- [RECORDS FOR THIS EXERCISE]
§

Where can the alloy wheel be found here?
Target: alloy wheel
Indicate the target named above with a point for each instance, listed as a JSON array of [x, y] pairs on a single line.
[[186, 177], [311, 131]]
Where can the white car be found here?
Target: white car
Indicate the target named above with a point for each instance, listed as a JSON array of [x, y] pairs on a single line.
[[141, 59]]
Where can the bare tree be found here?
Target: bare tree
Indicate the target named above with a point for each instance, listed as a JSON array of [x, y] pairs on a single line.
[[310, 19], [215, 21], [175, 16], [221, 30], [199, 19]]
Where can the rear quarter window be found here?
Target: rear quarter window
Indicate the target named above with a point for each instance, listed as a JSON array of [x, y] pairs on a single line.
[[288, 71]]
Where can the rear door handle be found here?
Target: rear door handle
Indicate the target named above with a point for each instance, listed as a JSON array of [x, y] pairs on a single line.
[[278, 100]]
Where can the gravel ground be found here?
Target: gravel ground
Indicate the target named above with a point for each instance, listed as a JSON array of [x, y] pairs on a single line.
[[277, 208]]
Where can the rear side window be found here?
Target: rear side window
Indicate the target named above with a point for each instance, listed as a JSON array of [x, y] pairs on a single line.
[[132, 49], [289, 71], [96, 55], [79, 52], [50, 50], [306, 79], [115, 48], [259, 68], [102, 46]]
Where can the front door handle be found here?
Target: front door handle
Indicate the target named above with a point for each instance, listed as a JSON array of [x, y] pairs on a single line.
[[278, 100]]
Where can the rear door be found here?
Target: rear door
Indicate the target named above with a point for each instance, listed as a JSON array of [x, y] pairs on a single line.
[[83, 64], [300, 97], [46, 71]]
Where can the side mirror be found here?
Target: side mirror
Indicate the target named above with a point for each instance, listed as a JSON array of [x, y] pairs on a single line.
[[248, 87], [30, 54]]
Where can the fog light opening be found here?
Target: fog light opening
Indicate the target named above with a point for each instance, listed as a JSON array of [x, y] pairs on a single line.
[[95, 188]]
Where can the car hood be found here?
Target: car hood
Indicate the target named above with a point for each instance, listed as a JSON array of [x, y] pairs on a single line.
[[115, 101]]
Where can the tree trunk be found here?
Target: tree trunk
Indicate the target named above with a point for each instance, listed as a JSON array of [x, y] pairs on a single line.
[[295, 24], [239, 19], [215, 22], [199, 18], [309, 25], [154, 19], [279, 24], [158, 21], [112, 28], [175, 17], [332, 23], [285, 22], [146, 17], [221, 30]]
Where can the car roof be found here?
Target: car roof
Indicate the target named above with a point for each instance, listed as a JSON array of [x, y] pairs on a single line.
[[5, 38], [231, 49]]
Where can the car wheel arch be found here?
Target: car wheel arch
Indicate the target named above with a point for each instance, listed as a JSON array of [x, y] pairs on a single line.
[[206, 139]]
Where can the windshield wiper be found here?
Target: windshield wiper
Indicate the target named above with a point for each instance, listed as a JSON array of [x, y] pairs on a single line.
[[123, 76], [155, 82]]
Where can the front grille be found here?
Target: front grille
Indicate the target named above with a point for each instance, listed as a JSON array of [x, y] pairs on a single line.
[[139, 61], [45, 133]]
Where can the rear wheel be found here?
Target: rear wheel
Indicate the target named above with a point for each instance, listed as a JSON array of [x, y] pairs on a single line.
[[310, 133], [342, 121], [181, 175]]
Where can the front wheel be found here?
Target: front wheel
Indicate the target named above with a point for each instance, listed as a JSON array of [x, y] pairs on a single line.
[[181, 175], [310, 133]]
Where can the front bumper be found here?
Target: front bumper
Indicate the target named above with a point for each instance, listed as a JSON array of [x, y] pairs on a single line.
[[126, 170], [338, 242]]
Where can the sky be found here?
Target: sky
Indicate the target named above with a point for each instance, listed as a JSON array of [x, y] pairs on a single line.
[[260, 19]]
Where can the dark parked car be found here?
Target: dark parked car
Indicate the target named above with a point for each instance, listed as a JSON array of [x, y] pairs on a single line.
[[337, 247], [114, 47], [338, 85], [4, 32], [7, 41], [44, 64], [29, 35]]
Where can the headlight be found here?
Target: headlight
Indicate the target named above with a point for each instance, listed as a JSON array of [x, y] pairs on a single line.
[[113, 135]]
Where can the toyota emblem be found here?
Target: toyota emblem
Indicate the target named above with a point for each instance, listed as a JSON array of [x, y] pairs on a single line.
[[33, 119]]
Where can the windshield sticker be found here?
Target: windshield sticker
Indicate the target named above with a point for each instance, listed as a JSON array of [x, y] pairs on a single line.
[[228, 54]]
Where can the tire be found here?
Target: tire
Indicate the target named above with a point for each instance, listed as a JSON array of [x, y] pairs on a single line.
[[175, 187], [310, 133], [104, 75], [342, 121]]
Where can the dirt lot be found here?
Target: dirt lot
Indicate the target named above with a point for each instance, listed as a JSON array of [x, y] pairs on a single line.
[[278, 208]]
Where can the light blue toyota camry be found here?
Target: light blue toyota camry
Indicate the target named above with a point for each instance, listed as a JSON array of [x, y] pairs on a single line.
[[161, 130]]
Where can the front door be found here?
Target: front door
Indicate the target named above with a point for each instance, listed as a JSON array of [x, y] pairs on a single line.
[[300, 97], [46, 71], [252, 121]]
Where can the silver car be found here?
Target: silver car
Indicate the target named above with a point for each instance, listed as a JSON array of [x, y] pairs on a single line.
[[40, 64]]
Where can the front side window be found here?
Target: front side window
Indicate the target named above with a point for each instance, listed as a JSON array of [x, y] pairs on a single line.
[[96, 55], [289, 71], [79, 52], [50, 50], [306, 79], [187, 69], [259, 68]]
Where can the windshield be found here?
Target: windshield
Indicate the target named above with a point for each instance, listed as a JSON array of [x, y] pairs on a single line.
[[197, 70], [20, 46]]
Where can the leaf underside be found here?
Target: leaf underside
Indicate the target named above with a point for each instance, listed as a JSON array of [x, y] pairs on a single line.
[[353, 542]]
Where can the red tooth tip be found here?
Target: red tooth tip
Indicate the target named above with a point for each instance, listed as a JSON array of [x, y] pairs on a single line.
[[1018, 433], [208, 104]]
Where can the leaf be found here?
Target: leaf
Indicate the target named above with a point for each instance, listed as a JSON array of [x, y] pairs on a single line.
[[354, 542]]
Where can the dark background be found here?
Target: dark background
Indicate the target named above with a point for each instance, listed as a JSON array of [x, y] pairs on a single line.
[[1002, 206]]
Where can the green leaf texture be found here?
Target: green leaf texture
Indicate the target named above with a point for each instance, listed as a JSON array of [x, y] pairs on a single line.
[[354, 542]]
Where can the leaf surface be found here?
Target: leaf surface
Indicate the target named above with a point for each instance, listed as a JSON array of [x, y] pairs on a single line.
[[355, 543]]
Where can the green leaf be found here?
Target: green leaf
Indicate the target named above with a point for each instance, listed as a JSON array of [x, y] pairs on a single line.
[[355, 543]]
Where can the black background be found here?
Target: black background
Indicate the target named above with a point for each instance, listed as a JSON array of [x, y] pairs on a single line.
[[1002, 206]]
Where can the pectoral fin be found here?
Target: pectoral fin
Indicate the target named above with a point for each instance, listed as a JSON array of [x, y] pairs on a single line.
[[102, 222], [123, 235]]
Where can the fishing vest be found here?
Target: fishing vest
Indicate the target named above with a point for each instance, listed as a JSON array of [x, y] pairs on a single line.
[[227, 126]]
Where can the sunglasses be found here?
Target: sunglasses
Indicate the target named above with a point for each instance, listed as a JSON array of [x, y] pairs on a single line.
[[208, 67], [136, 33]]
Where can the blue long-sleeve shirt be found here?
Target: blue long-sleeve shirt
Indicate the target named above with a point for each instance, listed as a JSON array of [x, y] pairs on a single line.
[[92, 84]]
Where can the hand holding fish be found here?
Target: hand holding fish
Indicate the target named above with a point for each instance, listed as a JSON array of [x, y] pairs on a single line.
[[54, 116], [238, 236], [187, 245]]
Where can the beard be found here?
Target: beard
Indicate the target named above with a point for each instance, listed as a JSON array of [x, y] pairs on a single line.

§

- [WHAT YOU WILL DO] Quote the lines of the listing above that run from the line with "Where can the blue" through its last line, both included, and nothing else.

- [COMPLETE OUTPUT]
Where can the blue long-sleeve shirt be found here?
Target: blue long-sleeve shirt
Indicate the target named above with a point for each instance, listed as a JSON array of [x, y] pairs on a single line.
[[92, 84]]
Where can the hand holding fish be found here?
Target: hand holding fish
Indicate the target named above with a point for each instance, listed as a JSON array of [x, y] pairs on a single line.
[[54, 116], [238, 236], [187, 245]]
Where can the beard be found here?
Target: beard
Indicate the target named above with a point for each instance, listed as a JSON array of [x, y] pairs on a single line.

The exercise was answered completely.